> SELECTED PASSAGE:
----------
Cows, milk production and the dairy industry in the Andes
For hundreds of generations, Cañari people have lived in the Andean highlands and resisted colonization, first by the Inca empire, then in the late sixteenth century by Spanish settlers with their haciendas, and more recently by capitalist expansive economies (Cant, 2019). The hacienda, “an agricultural estate producing goods that could be traded on local and international markets,” not only allowed settlers to accumulate wealth but also ensured that Cañari depended on the hacendados (landowners) for their livelihoods (Cant, 2019: 326). Through an agrarian reform in the 1960s, small patches of land were returned to Indigenous peoples. However, this reform “required the adoption of modern technology” and considered Indigenous knowledge “as a barrier to development that had to be overcome” (Cant, 2019: 328). As De la Cadena (2010) explains, these reforms forced Indigenous peoples in the Andes to participate in the global market economy. To be recognized as proper participants in nation building, they were forced to try to catch up with the “progress” the market demanded. The Cañari who were unable to keep up with these demands became second-class citizens. Yet, for Cusicanqui (2010), these reforms also provided the conditions for resistance and the development of anti-hegemonic strategies, as well as new languages and contemporary Indigenous projects, a point to which we return in the conclusion.
----------
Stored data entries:
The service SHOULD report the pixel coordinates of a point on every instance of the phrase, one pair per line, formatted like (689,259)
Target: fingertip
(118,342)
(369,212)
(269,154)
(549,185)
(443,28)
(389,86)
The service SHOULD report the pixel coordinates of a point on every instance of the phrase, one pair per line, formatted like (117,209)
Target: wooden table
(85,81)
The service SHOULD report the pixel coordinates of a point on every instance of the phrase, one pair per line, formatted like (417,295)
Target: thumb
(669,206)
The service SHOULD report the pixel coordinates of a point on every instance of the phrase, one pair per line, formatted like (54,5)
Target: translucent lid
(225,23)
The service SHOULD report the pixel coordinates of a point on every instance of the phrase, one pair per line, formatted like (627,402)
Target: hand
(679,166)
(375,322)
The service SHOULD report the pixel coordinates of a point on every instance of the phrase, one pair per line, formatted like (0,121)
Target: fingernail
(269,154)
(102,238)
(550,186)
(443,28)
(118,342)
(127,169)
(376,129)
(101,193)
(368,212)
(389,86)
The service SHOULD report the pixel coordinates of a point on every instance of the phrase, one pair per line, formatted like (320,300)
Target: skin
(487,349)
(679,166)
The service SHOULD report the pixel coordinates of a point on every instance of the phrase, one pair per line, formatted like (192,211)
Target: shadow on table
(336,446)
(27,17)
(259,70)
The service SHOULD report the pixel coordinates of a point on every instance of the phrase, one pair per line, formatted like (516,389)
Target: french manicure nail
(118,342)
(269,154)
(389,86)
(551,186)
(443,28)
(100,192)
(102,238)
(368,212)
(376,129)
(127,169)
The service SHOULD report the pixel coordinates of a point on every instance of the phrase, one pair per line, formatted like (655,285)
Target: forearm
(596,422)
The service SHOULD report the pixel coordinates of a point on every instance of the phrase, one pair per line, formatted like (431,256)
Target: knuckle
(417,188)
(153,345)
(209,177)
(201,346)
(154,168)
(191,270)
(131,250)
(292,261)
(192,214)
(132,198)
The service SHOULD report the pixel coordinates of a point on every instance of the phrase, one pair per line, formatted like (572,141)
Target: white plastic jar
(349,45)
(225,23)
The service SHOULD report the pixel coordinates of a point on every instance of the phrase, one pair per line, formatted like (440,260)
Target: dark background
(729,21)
----------
> TASKS FOR THIS EXERCISE:
• 1. Which sources does the passage on the Cañari people cite? Give each author's name with the year shown.
• 2. Answer these questions on the passage on the Cañari people:
(a) When did Spanish settlers with their haciendas arrive?
(b) In which decade did the agrarian reform return small patches of land to Indigenous peoples?
(c) According to Cant, how did the reform regard Indigenous knowledge?
• 3. Carry on the passage on the Cañari people, starting after its final sentence.

> ANSWERS FOR THE TASKS:
• 1. Cant (2019), De la Cadena (2010), Cusicanqui (2010)

• 2.
(a) In the late sixteenth century.
(b) The 1960s.
(c) As "a barrier to development that had to be overcome."

• 3.
Many Cañari had to leave their lands to survive. They became the new workforce in the global agribusiness of banana and cacao plantations or migrated to North American cities, mainly New York, to participate as ‘illegal’ migrants in what is referred to as ‘invisible work’ to financially care for their families in the Global South (Pribilsky, 2007). As Pribilsky (2012: 327) writes, “between 1993 and 2006 alone, approximately 900,000 people left Ecuador without returning, a figure that represents almost 8 percent of the total population of the country and 20 percent of its economically active population according to the country’s 2001 census.” Following widespread dispossession, generations of indentured servitude, massive depopulation through emigration, and rampant deforestation and environmental degradation compounding drastic climate change, the Cañari today are a pastoral people. Traditionally their time was organized by the careful and extremely demanding work of preparing small patches of land to grow potatoes, ocas, mellucos, fava beans, quinoa, corn and cereals, and they tended a variety of highlands animals, including cuyes, llamas, alpacas and oxen. Today, families have shifted to a less labor-intensive and more financially profitable relation with dairy cows. They have traded the uncertainty that marks the cultivation of small crops for the perceived certainty of a fast monetary return through cattle. While still moving to the slow rhythms implicit in attending plants or spinning wool to weave cloth, they are now tied to routines of twice-daily milking.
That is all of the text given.